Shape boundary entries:

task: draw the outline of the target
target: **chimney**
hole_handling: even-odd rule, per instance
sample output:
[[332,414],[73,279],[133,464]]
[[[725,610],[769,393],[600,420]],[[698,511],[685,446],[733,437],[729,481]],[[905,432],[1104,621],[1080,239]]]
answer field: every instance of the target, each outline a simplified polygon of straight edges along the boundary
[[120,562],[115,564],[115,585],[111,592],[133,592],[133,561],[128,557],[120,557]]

# Exercise directions
Change "target" to "object" everywhere it appears in the entries above, and write the lines out again with nothing else altered.

# Reply
task: draw the outline of the object
object: **chimney**
hole_handling: even-odd rule, per instance
sample output:
[[332,414],[73,279],[133,464]]
[[[725,610],[769,393],[600,420]],[[698,511],[685,446],[733,437],[729,481]],[[905,432],[1104,621],[1080,239]]]
answer field: every instance of the object, each outline a simplified polygon of straight edges along the boundary
[[120,562],[115,564],[115,585],[111,592],[133,592],[133,561],[128,557],[120,557]]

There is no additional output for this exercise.